WORK TO BE COMPLETED:
Report back each line of the records that contains the string "horse".

DATA SUPPLIED:
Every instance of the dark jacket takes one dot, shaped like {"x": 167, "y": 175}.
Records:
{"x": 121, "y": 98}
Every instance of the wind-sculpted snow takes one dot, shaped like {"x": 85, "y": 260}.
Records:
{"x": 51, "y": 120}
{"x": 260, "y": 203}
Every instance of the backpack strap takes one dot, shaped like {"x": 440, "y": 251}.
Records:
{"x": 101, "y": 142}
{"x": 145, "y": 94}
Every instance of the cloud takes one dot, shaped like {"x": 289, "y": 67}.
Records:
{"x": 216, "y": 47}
---
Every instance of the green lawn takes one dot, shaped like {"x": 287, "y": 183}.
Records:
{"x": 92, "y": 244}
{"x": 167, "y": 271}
...
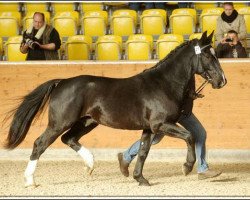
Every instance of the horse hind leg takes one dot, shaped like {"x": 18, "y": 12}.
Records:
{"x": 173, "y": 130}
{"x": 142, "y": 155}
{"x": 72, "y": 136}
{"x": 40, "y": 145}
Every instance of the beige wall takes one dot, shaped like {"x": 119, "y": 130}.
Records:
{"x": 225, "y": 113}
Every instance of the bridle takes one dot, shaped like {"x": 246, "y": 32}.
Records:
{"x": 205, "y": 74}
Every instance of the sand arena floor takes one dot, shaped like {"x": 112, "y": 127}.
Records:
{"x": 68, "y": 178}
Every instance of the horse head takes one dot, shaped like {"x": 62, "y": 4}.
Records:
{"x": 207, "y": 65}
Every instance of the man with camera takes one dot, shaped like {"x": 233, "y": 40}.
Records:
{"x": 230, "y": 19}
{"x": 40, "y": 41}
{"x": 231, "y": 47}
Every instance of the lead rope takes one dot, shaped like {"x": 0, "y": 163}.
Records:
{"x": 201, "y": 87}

RESPONSE FOR THIS EXERCISE:
Every instance of the horse hind leg takes one dot, shaped like {"x": 18, "y": 12}.
Every instance of the horse head takes one dot, shaped like {"x": 62, "y": 4}.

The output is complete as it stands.